## [About this exercise]
Transcribe, word for word and without additions, each line below from the one containing "Query: concrete walkway" through the one containing "[(119, 484)]", both ends included.
○ ○ ○ ○
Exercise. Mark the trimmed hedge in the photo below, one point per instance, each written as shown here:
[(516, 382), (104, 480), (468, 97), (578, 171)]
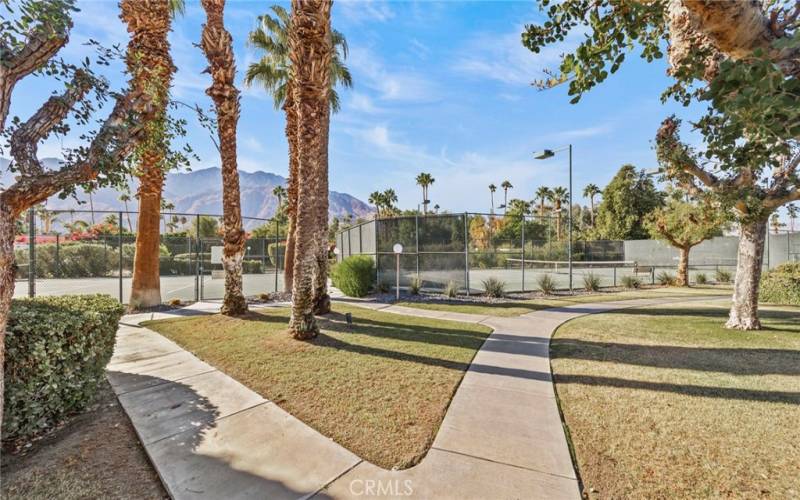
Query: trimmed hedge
[(57, 349), (354, 275), (782, 285)]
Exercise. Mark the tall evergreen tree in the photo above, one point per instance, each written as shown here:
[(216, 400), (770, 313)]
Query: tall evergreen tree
[(627, 199)]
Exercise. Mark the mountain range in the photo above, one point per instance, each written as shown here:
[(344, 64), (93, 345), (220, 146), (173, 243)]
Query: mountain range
[(199, 191)]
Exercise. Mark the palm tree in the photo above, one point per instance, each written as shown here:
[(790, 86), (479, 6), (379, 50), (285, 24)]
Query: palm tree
[(311, 53), (151, 68), (792, 211), (558, 197), (217, 45), (543, 193), (166, 206), (89, 191), (506, 185), (376, 198), (590, 191), (125, 198), (424, 180), (274, 72)]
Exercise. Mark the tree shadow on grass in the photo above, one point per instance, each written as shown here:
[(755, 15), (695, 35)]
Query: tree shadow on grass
[(737, 361), (399, 330), (688, 390), (329, 341)]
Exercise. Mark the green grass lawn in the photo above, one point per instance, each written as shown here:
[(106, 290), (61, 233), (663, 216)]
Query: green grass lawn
[(380, 389), (663, 402), (519, 307)]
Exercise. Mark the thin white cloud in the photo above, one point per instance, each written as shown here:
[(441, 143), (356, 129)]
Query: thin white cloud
[(391, 85), (361, 11), (579, 133), (503, 58)]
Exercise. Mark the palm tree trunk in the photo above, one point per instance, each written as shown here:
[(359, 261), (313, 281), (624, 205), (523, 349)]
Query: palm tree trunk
[(91, 207), (291, 187), (310, 43), (744, 310), (322, 301), (146, 283), (218, 47), (683, 267), (151, 67), (7, 270)]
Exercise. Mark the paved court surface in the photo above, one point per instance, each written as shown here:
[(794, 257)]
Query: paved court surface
[(172, 287)]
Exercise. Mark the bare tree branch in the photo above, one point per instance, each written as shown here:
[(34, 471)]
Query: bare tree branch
[(43, 44), (25, 140)]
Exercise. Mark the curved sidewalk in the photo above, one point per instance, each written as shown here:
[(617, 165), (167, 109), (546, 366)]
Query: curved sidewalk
[(210, 437)]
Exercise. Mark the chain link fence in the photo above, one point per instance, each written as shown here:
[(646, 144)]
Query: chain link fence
[(80, 251), (468, 249)]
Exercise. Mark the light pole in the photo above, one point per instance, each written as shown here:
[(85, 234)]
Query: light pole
[(398, 249), (549, 153)]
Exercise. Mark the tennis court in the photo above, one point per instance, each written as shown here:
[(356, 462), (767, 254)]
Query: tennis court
[(172, 287)]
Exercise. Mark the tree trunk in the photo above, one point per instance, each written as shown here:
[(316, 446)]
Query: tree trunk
[(146, 283), (311, 50), (218, 47), (291, 187), (322, 301), (744, 310), (683, 267), (150, 65), (7, 271)]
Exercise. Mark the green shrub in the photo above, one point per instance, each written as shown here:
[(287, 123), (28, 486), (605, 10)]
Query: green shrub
[(354, 275), (494, 287), (57, 349), (415, 286), (591, 282), (546, 284), (631, 282), (665, 279), (782, 285), (722, 276)]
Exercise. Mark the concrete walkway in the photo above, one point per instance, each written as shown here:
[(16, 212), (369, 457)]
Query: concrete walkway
[(211, 437)]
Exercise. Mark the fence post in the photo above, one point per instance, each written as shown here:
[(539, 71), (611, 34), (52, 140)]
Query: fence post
[(119, 245), (197, 267), (58, 255), (466, 251), (277, 252), (416, 234), (523, 252), (31, 253)]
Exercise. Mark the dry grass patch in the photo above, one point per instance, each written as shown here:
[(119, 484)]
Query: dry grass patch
[(518, 307), (665, 403), (380, 389)]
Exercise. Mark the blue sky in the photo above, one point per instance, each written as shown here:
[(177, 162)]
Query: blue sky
[(440, 87)]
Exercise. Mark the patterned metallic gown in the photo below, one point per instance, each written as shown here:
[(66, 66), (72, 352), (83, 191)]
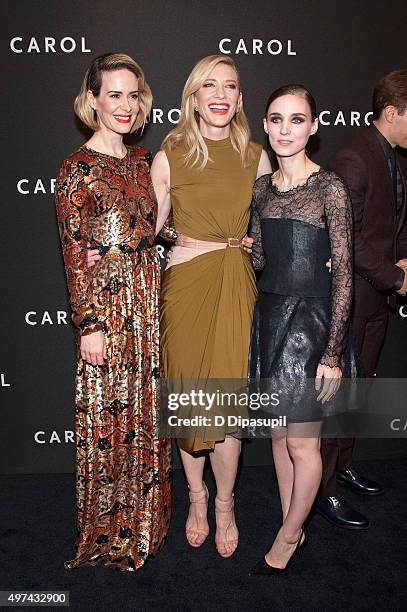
○ ○ ○ ○
## [Finished task]
Query: concrete walkway
[(211, 437)]
Exercise. Mark the fence post in the photo above, one point per instance, each written as shown here:
[(539, 71), (611, 34), (52, 140)]
Query: fence post
[(119, 245), (197, 267), (58, 255), (466, 251), (277, 252), (416, 234), (523, 252), (31, 253)]
Exercise. Mark the dry grass patch in the photo above, one point per instance, each written as shown here:
[(119, 484)]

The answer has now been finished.